**THE PROBLEM:** Repeat word for word the part of the post on print contrast curves that runs from "No this really" up to and including "until the A.".

**DOCUMENT EXTRACT:**
2006-08-19 by Clayton Jones

Hello Kevin,

>I've heared you mention creating a contrast curve to make your 
>Aurora print match the EEM proof.
> 
>Is it not possible to simply add/+1 or +2 to the Contrast Setting 
>in 2400 ABW Color Management?

No this really doesn't do the job.  It's too linear - by that I mean
it applies a change according to a fixed formula of some sort that is
always the same may and may not match the needs of the image.  It's
not just a matter of more or less contrast.  Here's an example:

Say you work up an image on EEM and you are perfectly satisfied with
it.  You print it on Aurora and it looks lower in contrast in general,
and perhaps some midtone areas are a tad too dark.  Highlights look
ok. So you add an adjustment curve and attempt to make the A. print
look like the proof.  A typical contrast curve has an S shape, so you
pull the low end down a bit and raise the center a tad, then make a
new print.  Closer, but now some high zones have been raised too much.
 So you add another point up there and pull that back down and make
another print.  Ahh, much better.  You keep doing this until the A.
print is an exact or very close match to the proof (with experience
you get very good and quick at this, especially as you get familiar
with the response of papers you use regularly - you intuitively know
how much to move a curve point to get what you want).  

The curve you end up with is rarely symmetrical, and most likely very
different than the curve the driver contrast control would have
applied.  Not only that, but go through the same process with another
image and the curve will be different.  At the bottom of article #9 in
the section "Matching the Final Print to the Proof" there are two
screen shots with examples of these paper curves.  They are quite simple.

BTW, I save this curve with the image without merging it.  This keeps
the master image unchanged, and if you ever want to make another proof
just deactivate the curve and print on EEM.  If you ever want to print
it on another paper, say VFA, you can deactivate the Aurora curve
(make a new proof if you haven't saved one) and make a new curve for
VFA and go through the same process.  Save that curve as well (the
idea is you only do a paper curve once - no more test prints after
that).  Now you can print the image on either paper simply by
activating the appropriate curve.  Sometimes with certain papers a
print is so close to the proof you won't bother making a curve for it,
or maybe it needs a curve with just a very tiny change (often happens
on papers such as PR, Dourian and VFA which are close in contrast and
density to EEM).

**DATA SHOWN:**
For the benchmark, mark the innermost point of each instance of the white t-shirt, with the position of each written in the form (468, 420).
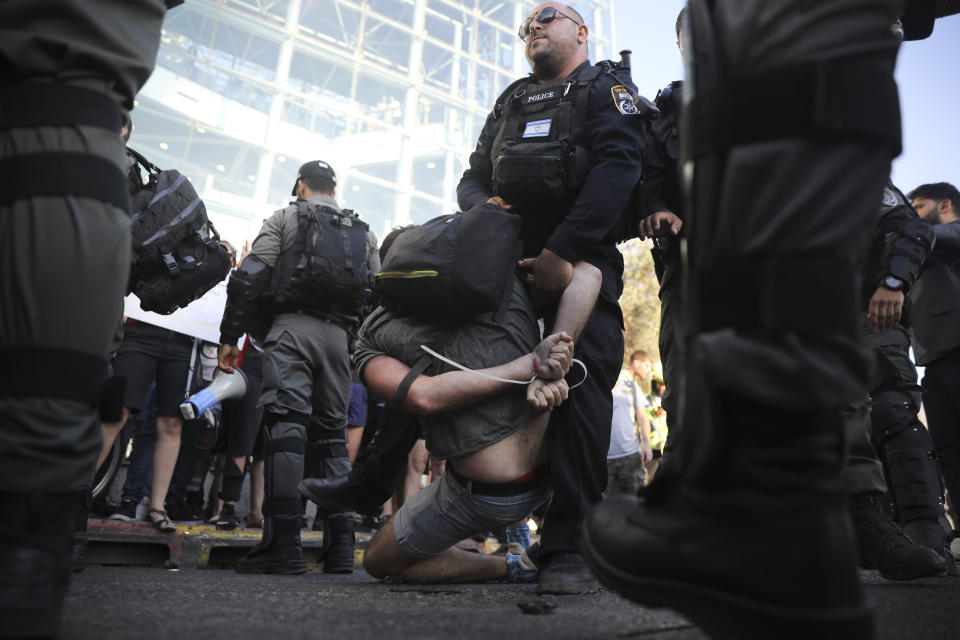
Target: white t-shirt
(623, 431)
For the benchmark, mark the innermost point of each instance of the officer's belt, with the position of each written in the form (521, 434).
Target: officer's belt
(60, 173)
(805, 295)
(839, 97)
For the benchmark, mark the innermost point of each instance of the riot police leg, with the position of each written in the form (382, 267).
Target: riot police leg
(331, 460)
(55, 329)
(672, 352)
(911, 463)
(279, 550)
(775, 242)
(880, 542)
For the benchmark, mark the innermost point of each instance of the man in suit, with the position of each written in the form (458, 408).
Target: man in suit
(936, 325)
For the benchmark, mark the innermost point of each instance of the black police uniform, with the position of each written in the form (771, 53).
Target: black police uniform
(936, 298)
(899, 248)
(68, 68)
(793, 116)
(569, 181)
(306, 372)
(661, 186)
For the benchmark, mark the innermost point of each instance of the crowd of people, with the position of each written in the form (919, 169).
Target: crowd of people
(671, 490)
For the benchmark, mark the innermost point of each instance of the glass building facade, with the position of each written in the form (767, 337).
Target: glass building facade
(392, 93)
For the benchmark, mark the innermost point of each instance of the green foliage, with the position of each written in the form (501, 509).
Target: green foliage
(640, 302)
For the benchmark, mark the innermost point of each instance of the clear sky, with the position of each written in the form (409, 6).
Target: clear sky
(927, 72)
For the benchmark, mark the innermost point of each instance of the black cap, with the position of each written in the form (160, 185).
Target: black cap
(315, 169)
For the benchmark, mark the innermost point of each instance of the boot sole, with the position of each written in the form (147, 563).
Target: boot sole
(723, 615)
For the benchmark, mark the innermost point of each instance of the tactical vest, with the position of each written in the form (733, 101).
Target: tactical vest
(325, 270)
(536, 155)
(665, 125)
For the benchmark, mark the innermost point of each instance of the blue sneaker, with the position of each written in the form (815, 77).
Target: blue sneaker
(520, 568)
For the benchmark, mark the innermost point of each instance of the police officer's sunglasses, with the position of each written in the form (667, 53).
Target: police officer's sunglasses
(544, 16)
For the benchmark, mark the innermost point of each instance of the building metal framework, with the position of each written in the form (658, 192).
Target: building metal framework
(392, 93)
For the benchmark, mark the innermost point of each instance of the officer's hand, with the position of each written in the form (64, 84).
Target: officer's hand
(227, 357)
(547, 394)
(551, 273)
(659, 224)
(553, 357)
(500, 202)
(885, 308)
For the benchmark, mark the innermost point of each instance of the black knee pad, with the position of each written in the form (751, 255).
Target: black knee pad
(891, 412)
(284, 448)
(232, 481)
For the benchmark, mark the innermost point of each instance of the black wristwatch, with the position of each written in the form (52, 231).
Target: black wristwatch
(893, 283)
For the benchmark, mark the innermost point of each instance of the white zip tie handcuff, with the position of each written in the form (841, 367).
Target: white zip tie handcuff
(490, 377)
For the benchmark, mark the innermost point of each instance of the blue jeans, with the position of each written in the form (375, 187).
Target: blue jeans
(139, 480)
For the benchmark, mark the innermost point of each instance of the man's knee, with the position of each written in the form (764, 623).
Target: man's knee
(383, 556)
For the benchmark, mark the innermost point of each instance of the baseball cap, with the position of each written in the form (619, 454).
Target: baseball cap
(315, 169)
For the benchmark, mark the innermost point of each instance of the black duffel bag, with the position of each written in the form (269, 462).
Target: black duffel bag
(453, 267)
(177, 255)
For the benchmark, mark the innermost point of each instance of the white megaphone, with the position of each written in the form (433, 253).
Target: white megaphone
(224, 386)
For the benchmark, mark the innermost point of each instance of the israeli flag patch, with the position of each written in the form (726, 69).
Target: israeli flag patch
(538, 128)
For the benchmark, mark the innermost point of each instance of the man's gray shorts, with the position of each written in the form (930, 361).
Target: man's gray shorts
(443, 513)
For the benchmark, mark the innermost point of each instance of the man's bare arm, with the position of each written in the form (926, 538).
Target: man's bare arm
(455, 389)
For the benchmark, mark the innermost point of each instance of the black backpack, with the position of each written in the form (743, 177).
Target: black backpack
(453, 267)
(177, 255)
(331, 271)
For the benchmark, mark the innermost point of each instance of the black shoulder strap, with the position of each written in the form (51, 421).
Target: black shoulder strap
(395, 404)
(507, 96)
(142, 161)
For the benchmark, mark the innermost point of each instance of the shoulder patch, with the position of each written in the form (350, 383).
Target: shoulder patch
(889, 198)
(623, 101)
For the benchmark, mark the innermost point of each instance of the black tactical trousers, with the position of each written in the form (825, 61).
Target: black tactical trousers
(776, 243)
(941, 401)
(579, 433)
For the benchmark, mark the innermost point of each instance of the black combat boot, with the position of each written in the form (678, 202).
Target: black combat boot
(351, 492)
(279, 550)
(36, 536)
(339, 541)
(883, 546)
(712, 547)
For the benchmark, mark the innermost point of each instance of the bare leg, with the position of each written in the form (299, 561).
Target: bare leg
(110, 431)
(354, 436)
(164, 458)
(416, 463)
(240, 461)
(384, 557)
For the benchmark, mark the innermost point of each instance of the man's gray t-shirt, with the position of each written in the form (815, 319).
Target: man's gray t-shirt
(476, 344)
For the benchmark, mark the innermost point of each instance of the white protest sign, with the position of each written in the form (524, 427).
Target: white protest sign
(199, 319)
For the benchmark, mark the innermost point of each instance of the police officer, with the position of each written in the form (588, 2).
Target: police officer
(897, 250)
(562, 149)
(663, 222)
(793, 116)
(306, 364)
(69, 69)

* * *

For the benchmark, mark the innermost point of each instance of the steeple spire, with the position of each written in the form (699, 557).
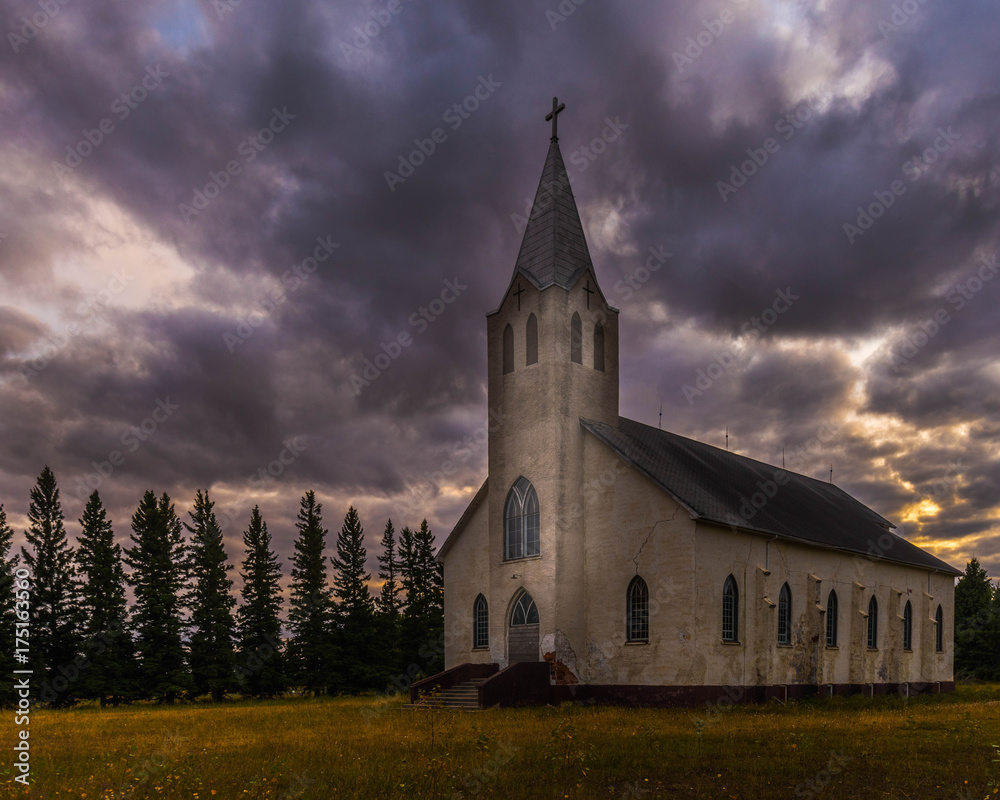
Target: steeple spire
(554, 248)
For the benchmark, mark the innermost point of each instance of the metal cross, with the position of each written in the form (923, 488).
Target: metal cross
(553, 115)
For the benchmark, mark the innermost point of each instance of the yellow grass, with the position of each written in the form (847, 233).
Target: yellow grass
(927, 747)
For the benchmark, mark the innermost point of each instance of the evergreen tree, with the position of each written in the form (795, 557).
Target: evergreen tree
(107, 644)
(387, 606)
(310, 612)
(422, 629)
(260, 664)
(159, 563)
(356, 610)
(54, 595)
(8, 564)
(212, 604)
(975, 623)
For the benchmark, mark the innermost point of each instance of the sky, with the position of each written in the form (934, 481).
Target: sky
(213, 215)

**FINAL RESULT:**
No this really doesn't do the job.  It's too linear - by that I mean
it applies a change according to a fixed formula of some sort that is
always the same may and may not match the needs of the image.  It's
not just a matter of more or less contrast.  Here's an example:

Say you work up an image on EEM and you are perfectly satisfied with
it.  You print it on Aurora and it looks lower in contrast in general,
and perhaps some midtone areas are a tad too dark.  Highlights look
ok. So you add an adjustment curve and attempt to make the A. print
look like the proof.  A typical contrast curve has an S shape, so you
pull the low end down a bit and raise the center a tad, then make a
new print.  Closer, but now some high zones have been raised too much.
 So you add another point up there and pull that back down and make
another print.  Ahh, much better.  You keep doing this until the A.